• _READING PASSAGE_:
▼

10700k is $249 at Microcenter would pick that over 10600k any day of the week.


----------



## RandallFlagg (Mar 30, 2021)

evernessince said:


> It's really a matter of which games are tested.



That's actually 90% of the correct answer.  I remember when TPU got beat up because gen 10 beat Zen 3 on aggregate in its game review.  I had looked up a german site that review like 20-30 games, and about 1/3 of them a 10900K would beat 5900X.  It just so happened that a lopsided number of those games were used in TPUs reviews - which they've used for years. 

Then there are factors like RAM speed, CL, and even XMP setting and even motherboards.  One has only a few clicks to see that each item can affect performance a few percent on a cpu, and it compounds.



evernessince said:


> The 10400F is currently the best budget gaming CPU so if the 11400F is on par with that it should be considered.  The 11700F is a waste of money though same as the 10700K.  You are only going to see gains over the 10400F if you have a very high end GPU at 1080p and lower.  The additional cost of the CPU itself, the motherboard, and a high end CPU cooler to cool that thing make it not worth the very limited potential benefits.  The only reason to spend more is if you want the best regardless of cost and in that case you should be buying the best, not a CPU that barely beats out budget models for twice the total platform cost.

▲

• _INFORMATION PROVIDED_:
▼

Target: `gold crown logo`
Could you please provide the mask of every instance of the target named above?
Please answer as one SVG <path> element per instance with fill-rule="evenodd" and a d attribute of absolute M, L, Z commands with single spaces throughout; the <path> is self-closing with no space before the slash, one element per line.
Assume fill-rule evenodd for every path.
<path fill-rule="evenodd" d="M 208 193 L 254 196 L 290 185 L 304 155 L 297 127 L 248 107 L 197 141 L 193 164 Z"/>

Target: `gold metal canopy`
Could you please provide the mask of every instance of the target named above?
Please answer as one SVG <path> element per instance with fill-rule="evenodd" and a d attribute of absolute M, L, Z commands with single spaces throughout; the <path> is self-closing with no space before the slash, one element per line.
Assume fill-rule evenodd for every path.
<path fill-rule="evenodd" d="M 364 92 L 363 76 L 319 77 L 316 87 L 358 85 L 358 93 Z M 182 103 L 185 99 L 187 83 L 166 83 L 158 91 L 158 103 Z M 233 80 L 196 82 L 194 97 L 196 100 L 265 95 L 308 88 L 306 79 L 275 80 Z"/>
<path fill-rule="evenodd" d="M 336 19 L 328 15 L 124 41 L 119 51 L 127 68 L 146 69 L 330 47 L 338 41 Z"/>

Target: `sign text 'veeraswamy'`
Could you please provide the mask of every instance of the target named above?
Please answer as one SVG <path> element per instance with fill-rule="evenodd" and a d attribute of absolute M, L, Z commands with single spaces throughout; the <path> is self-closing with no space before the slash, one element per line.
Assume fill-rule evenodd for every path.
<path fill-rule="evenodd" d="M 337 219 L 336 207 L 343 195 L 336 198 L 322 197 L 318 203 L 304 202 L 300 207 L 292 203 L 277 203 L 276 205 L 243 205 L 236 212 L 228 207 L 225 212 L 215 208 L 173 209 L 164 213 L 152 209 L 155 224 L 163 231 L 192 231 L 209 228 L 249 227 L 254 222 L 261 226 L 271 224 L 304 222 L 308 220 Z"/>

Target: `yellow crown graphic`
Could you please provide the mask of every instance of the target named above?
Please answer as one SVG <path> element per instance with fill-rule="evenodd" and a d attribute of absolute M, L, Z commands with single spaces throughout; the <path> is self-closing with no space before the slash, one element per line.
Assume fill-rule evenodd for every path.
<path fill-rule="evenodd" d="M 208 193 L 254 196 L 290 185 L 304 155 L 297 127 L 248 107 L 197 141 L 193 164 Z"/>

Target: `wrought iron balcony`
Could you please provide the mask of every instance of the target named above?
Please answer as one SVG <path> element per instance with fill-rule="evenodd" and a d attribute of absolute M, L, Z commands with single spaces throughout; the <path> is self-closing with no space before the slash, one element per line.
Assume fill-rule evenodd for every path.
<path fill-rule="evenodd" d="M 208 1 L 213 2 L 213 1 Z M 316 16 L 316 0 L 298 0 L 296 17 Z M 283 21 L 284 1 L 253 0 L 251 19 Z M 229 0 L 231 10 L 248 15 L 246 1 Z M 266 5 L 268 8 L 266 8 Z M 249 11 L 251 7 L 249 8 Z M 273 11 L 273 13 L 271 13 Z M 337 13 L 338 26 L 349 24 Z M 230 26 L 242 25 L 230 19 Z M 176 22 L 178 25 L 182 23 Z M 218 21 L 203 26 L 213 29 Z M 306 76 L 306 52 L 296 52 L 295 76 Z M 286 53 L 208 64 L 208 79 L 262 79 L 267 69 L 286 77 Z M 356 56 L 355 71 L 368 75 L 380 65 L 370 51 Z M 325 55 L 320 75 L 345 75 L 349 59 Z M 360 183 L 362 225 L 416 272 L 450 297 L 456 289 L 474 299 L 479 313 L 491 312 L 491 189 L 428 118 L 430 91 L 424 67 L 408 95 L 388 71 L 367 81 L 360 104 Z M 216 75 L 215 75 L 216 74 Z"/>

▲

• _TASKS_:
1. Answer these questions using the forum thread:
(a) What price does the thread give for the 10700k at Microcenter?
(b) On the German site RandallFlagg looked up, in about what fraction of the games did a 10900K beat a 5900X?
(c) Which CPU does evernessince call the best budget gaming CPU?
2. Rewrite the forum thread starting at "That's actually 90%" and ending at "used for years.", changing "lopsided" to "disproportionate".

• _SOLUTIONS BY TASK_:
1.
(a) $249
(b) About 1/3
(c) The 10400F

2.
That's actually 90% of the correct answer.  I remember when TPU got beat up because gen 10 beat Zen 3 on aggregate in its game review.  I had looked up a german site that review like 20-30 games, and about 1/3 of them a 10900K would beat 5900X.  It just so happened that a disproportionate number of those games were used in TPUs reviews - which they've used for years.